*SHORT TASK*
Output every line of the material below verbatim, with no changes to wording, punctuation, or order.

*THE INPUT*

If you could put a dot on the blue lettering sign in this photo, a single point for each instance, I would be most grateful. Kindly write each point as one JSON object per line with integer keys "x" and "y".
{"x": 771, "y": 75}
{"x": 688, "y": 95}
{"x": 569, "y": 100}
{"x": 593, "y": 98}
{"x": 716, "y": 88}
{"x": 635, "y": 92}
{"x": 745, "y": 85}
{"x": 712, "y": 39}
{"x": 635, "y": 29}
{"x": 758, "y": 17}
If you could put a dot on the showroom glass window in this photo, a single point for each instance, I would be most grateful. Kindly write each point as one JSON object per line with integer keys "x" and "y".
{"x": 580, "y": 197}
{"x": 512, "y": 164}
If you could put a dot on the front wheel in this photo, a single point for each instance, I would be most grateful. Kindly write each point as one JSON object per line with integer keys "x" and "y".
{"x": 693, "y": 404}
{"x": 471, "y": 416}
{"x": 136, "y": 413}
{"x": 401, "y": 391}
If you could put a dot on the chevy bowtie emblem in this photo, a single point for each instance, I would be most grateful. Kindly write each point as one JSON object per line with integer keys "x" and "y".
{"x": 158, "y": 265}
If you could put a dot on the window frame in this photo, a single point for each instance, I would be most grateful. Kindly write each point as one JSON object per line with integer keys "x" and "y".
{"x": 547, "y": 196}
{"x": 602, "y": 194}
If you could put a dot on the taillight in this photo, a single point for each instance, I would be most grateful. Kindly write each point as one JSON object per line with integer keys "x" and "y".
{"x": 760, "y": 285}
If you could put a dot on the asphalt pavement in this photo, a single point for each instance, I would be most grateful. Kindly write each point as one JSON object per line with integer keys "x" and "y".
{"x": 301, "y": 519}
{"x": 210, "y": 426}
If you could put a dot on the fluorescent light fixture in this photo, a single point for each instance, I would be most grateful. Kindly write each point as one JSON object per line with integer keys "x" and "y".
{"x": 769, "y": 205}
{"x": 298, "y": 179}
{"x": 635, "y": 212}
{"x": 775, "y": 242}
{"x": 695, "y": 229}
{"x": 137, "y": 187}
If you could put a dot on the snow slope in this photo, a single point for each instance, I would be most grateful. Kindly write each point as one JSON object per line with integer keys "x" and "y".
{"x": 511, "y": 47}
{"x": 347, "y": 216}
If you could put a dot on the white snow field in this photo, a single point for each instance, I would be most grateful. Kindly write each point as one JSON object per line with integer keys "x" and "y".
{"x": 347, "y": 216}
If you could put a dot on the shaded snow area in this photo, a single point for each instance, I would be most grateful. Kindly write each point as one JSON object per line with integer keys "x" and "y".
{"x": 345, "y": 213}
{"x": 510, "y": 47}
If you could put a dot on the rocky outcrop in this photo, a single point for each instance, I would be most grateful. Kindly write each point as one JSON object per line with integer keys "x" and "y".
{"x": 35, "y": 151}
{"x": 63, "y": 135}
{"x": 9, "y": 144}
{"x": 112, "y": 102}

*WORKED SOLUTION*
If you could put a dot on the blue lettering sign in this photo, a single point for each instance, I would be most grateful. Kindly write each point as one JSON object per line with integer keys "x" and "y".
{"x": 771, "y": 75}
{"x": 688, "y": 95}
{"x": 569, "y": 100}
{"x": 593, "y": 98}
{"x": 716, "y": 88}
{"x": 635, "y": 92}
{"x": 745, "y": 85}
{"x": 712, "y": 39}
{"x": 635, "y": 29}
{"x": 758, "y": 17}
If you could put a dot on the showroom glass window in this photo, a single point for each instance, I would be most grateful. Kindly write each point as one JSON object per line with integer keys "x" and "y".
{"x": 580, "y": 197}
{"x": 512, "y": 164}
If you could put a dot on the front wheel in this photo, a single point for each instance, I would be most grateful. Kindly write each point as one JSON object per line with integer keys "x" and "y".
{"x": 693, "y": 404}
{"x": 471, "y": 416}
{"x": 136, "y": 413}
{"x": 401, "y": 391}
If you could put a dot on the chevy bowtie emblem in this photo, a single point for each instance, I would be most grateful. Kindly write each point as one JSON object per line with integer keys "x" and "y".
{"x": 158, "y": 265}
If you could put a dot on the window frame in this photo, a single point for each instance, I would be most grateful. Kindly write each point as one JSON object per line with integer keys "x" and "y".
{"x": 547, "y": 196}
{"x": 602, "y": 194}
If you could put a dot on the taillight in this photo, a single point for each instance, I would be most grateful. Kindly write each point as one JSON object per line with integer keys "x" and "y".
{"x": 760, "y": 285}
If you could put a dot on the asphalt pavement in this photo, a single point for each instance, I would be most grateful. Kindly write each point as one JSON object per line with integer keys "x" and "y".
{"x": 301, "y": 519}
{"x": 210, "y": 426}
If you could put a dot on the fluorescent light fixture in this photo, a single point for each instance, I would be most grateful. Kindly write each point as one JSON object per line with integer keys "x" and "y".
{"x": 769, "y": 205}
{"x": 298, "y": 179}
{"x": 635, "y": 212}
{"x": 775, "y": 242}
{"x": 695, "y": 229}
{"x": 137, "y": 187}
If you could put a dot on the snow slope in this photo, a single point for each instance, I would be most grateful. Kindly write each point as one JSON object per line with integer keys "x" and "y".
{"x": 511, "y": 47}
{"x": 347, "y": 216}
If you could put a dot on the white snow field in this photo, a single point for each instance, I would be most grateful. Kindly write each point as one JSON object per line with integer keys "x" and "y".
{"x": 347, "y": 216}
If you could put a dot on the shaded snow area in this photo, a single point for each instance, I would be most grateful. Kindly write each point as one JSON object per line with integer keys "x" and "y".
{"x": 345, "y": 213}
{"x": 510, "y": 47}
If you could put a dot on the rocky outcrop in this photo, a single point for each instance, I would be most grateful. Kindly write each point as one JSON object per line with integer keys "x" and "y".
{"x": 35, "y": 151}
{"x": 63, "y": 135}
{"x": 9, "y": 144}
{"x": 112, "y": 102}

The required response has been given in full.